(Set tasks):
1 > In the text about the children's mealtimes, why is the writer less worried about DD's overall nutrition than about DS's? Answer in one to three sentences.
2 > Write the next part of the text about the children's mealtimes, picking up after its final sentence.

(Text section):
----

So dinnertime usually consists of the following: either I will make pasta for them; or they will sit at the table looking miserable till I’ve served me and DH, then ask if they can go and make toast, so I have to let them - can’t exactly force them to sit there with empty plates till we’ve finished.

Part of the problem is that I am inconsistent. Sometimes I make them pasta alongside what I’m making for me and DH; at other times, if it’s something time-consuming I’ve made, I will really resent having to get a second meal on the table as well. So I’ll get hissy about it because I’m so fed up with the whole thing, and it is obvious to the kids that I’m cheesed off at having to make a second meal. Or thirdly, they will just make themselves toast. Reading this back it sounds such a horrible situation and I suppose it is. And I’m well aware I’m largely to blame, but still feel: I’ve been chopping and peeling for over an hour; why the hell should I make another meal??

I have tried SO many things over the years. I have tried to get them involved in the cooking process but they’re not interested unless it’s baking cakes. I have tried putting small blobs of different kinds of foods with their pasta on the plate, to let them try them at their own pace (and left them to it, not nagged them!); I have plonked big bowls of each food in the middle of the table for everyone to help themselves ... but they don’t. Nothing works. DD’s overall nutrition I’m not so worried about as she does eat plenty of different kinds of fruit, always has - but DS has whittled down the fruit he eats to, now, nothing. No fruit at all - only orange juice. He used to have apples but they come home every day uneaten in his packed lunch. It feels like I’m goading him to even put one in at all, but what the hell else will he eat? For lunch at school he now has a ham sandwich and water. There’s no point putting in fruit, yogurts, cereal bars, and I’m certainly not going to add crisps or chocolate.

----

Entries drawn from a collection

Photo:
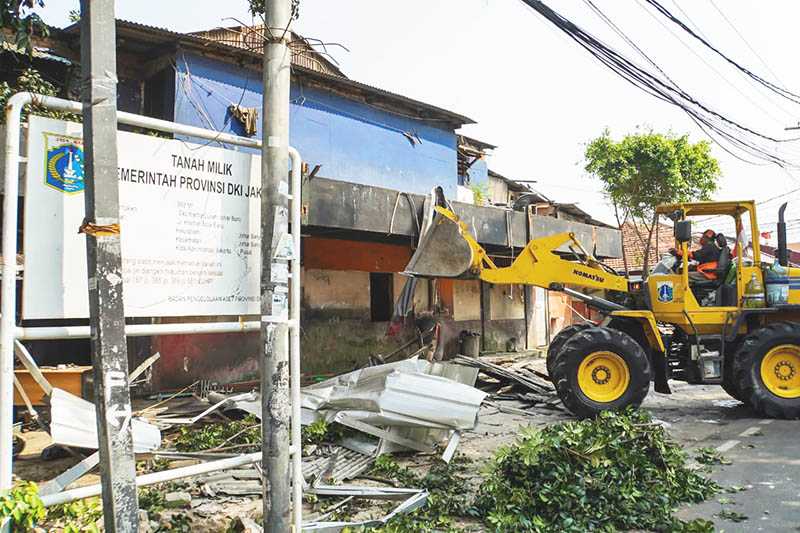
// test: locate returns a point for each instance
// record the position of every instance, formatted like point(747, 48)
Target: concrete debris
point(243, 524)
point(413, 499)
point(522, 377)
point(177, 500)
point(70, 475)
point(336, 464)
point(73, 424)
point(220, 402)
point(404, 394)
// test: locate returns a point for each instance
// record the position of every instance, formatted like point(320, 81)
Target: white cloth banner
point(189, 219)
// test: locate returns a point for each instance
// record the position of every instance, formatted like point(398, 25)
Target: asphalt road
point(765, 462)
point(764, 454)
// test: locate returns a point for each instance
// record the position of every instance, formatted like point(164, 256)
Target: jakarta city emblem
point(64, 163)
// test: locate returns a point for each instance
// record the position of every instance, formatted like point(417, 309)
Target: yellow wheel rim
point(603, 376)
point(780, 371)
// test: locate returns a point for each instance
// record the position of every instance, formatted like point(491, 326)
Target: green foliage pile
point(244, 433)
point(448, 494)
point(616, 473)
point(20, 17)
point(23, 505)
point(31, 81)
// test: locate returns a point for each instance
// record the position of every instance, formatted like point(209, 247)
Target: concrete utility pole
point(101, 226)
point(275, 242)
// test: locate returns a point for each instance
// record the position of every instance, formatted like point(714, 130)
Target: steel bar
point(274, 359)
point(8, 285)
point(294, 353)
point(104, 258)
point(137, 330)
point(33, 369)
point(155, 477)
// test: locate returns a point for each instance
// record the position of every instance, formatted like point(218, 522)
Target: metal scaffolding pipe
point(8, 286)
point(136, 330)
point(154, 478)
point(294, 347)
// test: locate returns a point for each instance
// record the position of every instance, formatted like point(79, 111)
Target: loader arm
point(448, 249)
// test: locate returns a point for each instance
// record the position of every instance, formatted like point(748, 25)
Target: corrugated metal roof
point(252, 38)
point(128, 29)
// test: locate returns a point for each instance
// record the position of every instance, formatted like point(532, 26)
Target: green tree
point(20, 18)
point(644, 170)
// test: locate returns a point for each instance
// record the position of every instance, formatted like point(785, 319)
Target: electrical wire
point(729, 134)
point(746, 42)
point(785, 93)
point(712, 67)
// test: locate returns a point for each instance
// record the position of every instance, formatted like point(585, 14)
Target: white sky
point(534, 92)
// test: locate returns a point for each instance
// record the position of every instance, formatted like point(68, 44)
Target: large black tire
point(588, 343)
point(747, 370)
point(560, 340)
point(729, 383)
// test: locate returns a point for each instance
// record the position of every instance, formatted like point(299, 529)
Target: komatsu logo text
point(589, 276)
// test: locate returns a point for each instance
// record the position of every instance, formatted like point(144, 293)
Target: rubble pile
point(619, 472)
point(349, 421)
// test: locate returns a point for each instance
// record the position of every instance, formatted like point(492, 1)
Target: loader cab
point(699, 305)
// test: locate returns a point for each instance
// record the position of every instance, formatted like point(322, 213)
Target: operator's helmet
point(708, 236)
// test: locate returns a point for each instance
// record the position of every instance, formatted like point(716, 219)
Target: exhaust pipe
point(783, 249)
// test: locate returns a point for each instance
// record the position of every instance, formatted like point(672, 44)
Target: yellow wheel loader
point(673, 325)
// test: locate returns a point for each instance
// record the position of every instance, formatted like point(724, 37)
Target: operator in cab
point(706, 256)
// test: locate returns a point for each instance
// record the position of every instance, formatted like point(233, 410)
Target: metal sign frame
point(10, 332)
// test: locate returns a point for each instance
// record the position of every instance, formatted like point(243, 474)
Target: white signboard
point(189, 219)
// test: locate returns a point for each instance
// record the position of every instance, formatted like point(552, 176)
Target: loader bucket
point(442, 252)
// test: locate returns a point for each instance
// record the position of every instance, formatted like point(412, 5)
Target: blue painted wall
point(352, 141)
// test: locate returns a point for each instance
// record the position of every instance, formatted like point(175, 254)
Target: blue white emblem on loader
point(666, 291)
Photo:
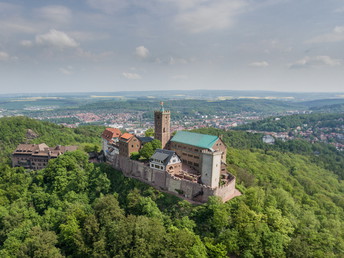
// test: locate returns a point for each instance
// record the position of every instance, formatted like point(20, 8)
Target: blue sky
point(115, 45)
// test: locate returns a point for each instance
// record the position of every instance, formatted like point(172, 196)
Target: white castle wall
point(167, 182)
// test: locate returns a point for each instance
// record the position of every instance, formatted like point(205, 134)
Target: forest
point(291, 206)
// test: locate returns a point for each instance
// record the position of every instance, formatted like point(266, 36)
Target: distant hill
point(292, 204)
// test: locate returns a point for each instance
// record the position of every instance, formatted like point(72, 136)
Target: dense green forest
point(14, 130)
point(291, 207)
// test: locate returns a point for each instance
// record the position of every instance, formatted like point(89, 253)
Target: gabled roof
point(126, 137)
point(144, 140)
point(195, 139)
point(110, 133)
point(42, 150)
point(163, 155)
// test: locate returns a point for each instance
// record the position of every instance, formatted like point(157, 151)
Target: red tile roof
point(110, 133)
point(126, 136)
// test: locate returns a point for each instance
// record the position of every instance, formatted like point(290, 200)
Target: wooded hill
point(290, 207)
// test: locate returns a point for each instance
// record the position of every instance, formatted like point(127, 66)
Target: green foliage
point(149, 148)
point(291, 206)
point(149, 132)
point(14, 130)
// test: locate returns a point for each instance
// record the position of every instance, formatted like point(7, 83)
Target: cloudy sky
point(115, 45)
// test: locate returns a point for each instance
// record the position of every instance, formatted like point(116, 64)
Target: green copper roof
point(195, 139)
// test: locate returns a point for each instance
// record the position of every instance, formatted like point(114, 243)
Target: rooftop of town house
point(195, 139)
point(126, 136)
point(110, 133)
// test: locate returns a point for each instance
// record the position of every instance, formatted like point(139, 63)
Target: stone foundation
point(162, 180)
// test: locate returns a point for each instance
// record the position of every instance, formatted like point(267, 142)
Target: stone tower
point(162, 129)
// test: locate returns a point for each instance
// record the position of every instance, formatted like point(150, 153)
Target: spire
point(162, 106)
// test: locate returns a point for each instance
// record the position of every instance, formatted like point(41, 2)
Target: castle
point(190, 165)
point(37, 156)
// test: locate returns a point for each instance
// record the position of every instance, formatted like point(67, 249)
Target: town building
point(36, 156)
point(128, 143)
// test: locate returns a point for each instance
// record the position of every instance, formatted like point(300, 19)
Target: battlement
point(163, 112)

----

(The results):
1 > DD eats plenty of different kinds of fruit and always has. DS has cut the fruit he eats down to nothing and takes only orange juice.

2 >
I give them multivitamins every day as a kind of insurance policy, but it’s just not the way I wanted to feed my kids. The only things they truly get enthusiastic about if I tell them what’s for tea, is my homemade pizza, or Mexican (I throw this together with all the dips - make fresh guacamole and salsa etc - and let people help themselves). But in fact, DD’s version of the “mexican” is simply the plain tortilla filled with grated cheese. So that obviously doesn’t count. DS does, amazingly, go for the fresh guacamole, but it’s not something I can make every bloody day just to get something green into him, and whenever I’ve tried to serve it as part of another dish he says it tastes “different” and won’t eat it anyway! Oh, and the only other thing they love hearing will be on the menu is roast potatoes. But DP’s version takes over an hour so, again, is not something we can make every day. And anyway, if that’s part of dinner, that’s still the only bit they will eat - they need to be trying the quiche, or the fish, or whatever, that goes WITH the roast potatoes but no, that is their entire meal.

I don’t know how we got into this, I just know I need to go right back to the beginning and start the whole thing again. But I don’t know how. Specifically, I don’t know how to make the hour before dinner more fun and pleasant, when they ask me what’s for tea. After that, it’s all just such a downer as they know it’s another night eating pasta or toast for them. I know I need to be more cheerful but I also don’t want to dismiss the way they feel, either. Any tips would be gratefully received.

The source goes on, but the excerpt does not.